When the SIETS storage is added, the SIETS storage configuration XML
file is created automatically with the default SIETS storage configuration parameter values set for each SIETS storage instance.
Configuring the SIETS storage is performed on an SIETS storage instance level, as each instance can be located on different hardware and contain different amounts of data.
The SIETS storage configuration file includes parameters for SIETS storage users, and indexing options, and other parameters for performance tuning.
While you may want to leave the performance tuning parameter default values, as by default they are optimally adjusted for the performance of most common size and type of data and could be more complicate to understand, there are parameters that are specific only to your system and must be configured yourself. These are users, user passwords, optional dictionary settings, and so on.
If you, however, feel that a performance tuning is necessary, but you are not sure about which parameters must be changed, contact and get assistance from the SIETS support team.
For information on contacting the SIETS support team, see Getting Help.
SIETS storage configuration is performed in textual mode. After you select
the
SIETS storage configuration control, the SIETS storage configuration XML
file is loaded in SIETS Enterprise Manager. Configuring SIETS storage means editing configuration parameters in the tags of the XML
file.
If any of the configuration parameter tags are deleted from the SIETS storage configuration XML
file, the default value of the parameter is used when running the SIETS storage.
The changes made to the SIETS storage configuration file become effective after the instance is stopped, if running, and started again with the new configuration.
For more information on stopping and starting SIETS storage instances, see Running SIETS Storages.

### DIRECTIONS
1: Answer these questions from the text on SIETS storage configuration:
(a) At what level is SIETS storage configured?
(b) In what mode is SIETS storage configuration performed?
(c) What value is used when a configuration parameter tag is deleted from the XML file?
2: For each statement, say whether the text on SIETS storage configuration supports it. Answer yes or no and quote the words that decide it.
(a) Changes to the configuration file take effect immediately, without restarting the instance.
(b) Users and user passwords must be configured yourself.
(c) The SIETS storage configuration XML file has to be created by hand.
3: Rewrite more briefly the paragraph of the text on SIETS storage configuration that begins "While you may want to leave the performance tuning parameter default values", keeping its main facts.

(Dataset entries)
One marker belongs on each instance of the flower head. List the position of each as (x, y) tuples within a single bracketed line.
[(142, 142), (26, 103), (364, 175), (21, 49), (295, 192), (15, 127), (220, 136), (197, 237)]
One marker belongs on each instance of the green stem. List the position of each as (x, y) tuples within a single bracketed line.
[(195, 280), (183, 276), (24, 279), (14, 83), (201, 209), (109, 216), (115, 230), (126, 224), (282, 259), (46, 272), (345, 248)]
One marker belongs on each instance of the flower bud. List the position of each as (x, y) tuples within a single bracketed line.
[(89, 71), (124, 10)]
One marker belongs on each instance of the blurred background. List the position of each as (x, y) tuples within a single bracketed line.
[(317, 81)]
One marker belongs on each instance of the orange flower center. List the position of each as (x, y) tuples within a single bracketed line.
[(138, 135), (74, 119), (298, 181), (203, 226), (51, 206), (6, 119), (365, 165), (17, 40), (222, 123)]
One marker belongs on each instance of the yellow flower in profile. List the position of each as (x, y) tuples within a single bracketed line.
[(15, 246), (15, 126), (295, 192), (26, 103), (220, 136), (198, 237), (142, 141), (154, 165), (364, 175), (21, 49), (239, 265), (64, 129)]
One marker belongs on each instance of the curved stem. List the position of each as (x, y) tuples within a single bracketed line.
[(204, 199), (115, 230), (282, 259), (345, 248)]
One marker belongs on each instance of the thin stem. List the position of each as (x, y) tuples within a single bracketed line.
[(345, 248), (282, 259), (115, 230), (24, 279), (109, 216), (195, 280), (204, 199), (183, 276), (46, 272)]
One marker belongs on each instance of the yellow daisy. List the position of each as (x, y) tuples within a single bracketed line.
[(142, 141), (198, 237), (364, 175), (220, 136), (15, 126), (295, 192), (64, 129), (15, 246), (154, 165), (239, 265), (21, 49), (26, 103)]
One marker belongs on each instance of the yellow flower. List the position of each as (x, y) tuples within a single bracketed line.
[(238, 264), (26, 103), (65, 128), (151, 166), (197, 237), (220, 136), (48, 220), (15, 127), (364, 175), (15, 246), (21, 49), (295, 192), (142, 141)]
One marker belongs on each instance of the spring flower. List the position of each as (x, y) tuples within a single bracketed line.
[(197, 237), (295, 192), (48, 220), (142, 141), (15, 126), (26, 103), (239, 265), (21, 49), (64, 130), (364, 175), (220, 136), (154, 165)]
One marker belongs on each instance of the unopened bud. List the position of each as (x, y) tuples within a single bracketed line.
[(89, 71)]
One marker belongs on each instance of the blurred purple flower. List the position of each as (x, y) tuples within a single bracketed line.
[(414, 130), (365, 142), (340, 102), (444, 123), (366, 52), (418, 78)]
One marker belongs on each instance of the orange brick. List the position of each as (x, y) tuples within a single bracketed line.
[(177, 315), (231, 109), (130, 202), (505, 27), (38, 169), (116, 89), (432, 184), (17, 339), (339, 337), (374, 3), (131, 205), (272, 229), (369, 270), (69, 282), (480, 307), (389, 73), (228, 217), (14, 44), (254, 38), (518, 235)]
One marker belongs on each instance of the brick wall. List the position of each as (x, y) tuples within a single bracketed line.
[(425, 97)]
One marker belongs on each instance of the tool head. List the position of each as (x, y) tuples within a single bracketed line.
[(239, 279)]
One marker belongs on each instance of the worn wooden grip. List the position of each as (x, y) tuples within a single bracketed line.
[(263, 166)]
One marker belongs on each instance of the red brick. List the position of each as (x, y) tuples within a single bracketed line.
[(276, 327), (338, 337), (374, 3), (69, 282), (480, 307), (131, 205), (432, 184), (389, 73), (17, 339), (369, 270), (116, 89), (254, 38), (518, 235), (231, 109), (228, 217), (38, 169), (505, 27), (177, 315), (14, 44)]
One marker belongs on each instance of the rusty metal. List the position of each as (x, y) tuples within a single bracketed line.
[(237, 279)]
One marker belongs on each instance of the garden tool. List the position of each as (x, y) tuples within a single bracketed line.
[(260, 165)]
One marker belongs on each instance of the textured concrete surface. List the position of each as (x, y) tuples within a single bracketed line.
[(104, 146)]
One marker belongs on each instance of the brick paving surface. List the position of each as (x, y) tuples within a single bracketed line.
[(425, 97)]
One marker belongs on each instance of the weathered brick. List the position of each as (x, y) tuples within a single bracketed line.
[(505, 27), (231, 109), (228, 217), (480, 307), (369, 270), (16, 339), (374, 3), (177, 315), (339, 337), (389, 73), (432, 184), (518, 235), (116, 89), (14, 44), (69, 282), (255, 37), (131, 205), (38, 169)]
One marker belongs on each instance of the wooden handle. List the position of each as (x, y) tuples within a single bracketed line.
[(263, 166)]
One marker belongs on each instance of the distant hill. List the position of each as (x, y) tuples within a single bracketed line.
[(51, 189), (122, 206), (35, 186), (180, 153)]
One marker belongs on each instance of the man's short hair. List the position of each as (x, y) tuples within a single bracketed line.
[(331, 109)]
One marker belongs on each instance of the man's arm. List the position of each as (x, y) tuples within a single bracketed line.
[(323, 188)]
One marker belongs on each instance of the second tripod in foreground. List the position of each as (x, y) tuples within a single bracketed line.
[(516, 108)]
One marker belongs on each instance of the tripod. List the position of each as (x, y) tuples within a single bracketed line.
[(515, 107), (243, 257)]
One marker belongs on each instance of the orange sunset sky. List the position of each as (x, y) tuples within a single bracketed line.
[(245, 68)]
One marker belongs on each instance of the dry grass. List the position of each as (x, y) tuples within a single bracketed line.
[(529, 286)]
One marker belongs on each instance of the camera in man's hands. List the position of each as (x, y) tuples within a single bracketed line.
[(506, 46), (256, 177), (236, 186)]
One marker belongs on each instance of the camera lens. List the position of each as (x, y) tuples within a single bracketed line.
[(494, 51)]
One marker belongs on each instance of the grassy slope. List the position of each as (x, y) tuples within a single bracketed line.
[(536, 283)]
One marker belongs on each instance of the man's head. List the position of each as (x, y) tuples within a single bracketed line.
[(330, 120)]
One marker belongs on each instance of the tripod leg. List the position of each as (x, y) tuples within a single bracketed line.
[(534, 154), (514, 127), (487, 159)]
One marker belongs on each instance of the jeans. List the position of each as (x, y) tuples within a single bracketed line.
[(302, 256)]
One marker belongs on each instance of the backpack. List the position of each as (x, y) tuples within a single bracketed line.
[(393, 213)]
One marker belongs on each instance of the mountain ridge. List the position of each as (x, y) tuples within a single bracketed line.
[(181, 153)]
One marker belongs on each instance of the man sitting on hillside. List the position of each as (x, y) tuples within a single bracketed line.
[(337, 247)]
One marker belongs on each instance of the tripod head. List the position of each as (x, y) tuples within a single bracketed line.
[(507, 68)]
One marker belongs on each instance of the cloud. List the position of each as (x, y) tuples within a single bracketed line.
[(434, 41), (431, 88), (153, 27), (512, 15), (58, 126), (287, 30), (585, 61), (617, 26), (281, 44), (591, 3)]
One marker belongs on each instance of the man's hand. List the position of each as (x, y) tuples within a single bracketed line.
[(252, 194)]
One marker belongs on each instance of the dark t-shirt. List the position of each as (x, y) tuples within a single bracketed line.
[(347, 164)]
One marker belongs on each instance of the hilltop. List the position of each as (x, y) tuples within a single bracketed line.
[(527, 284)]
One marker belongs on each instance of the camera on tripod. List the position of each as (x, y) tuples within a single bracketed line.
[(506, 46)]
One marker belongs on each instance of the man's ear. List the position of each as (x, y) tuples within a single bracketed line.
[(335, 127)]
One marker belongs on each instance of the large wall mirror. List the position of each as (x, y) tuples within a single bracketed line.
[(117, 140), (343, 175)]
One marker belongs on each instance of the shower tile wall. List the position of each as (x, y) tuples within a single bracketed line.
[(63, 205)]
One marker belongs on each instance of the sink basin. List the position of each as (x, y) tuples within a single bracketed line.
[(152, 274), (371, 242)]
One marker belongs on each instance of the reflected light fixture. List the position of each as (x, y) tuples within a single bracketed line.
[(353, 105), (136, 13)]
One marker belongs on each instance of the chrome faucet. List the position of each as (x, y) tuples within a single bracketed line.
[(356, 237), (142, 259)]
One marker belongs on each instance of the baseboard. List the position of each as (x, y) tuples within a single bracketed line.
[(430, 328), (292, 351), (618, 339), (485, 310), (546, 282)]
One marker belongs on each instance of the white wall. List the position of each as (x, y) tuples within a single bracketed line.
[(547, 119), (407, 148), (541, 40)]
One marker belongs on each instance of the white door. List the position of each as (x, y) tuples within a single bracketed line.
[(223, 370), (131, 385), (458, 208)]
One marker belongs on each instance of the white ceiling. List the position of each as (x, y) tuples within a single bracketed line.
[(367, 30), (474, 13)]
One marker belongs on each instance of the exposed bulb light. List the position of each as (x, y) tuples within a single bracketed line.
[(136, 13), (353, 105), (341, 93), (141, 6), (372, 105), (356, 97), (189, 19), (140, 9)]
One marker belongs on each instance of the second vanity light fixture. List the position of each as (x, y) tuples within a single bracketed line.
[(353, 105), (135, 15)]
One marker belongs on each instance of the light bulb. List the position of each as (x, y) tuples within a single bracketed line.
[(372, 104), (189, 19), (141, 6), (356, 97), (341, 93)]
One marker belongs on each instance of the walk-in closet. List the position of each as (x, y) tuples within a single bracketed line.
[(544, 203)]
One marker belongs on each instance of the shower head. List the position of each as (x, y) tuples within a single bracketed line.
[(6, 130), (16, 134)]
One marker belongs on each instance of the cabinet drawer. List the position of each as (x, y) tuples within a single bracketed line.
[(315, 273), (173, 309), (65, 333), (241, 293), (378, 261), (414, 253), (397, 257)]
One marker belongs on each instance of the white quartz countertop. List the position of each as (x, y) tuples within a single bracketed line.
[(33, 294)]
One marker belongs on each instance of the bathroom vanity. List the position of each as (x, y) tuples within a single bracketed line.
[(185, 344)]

### RESULTS FOR THE EXERCISE
1:
(a) The SIETS storage instance level.
(b) Textual mode.
(c) The default value of the parameter.

2:
(a) No: "The changes made to the SIETS storage configuration file become effective after the instance is stopped, if running, and started again with the new configuration."
(b) Yes: "there are parameters that are specific only to your system and must be configured yourself. These are users, user passwords, optional dictionary settings, and so on."
(c) No: "file is created automatically with the default SIETS storage configuration parameter values"

3: The default performance tuning values suit the most common size and type of data and can be left as they are. System-specific parameters, such as users, user passwords and optional dictionary settings, must be configured yourself.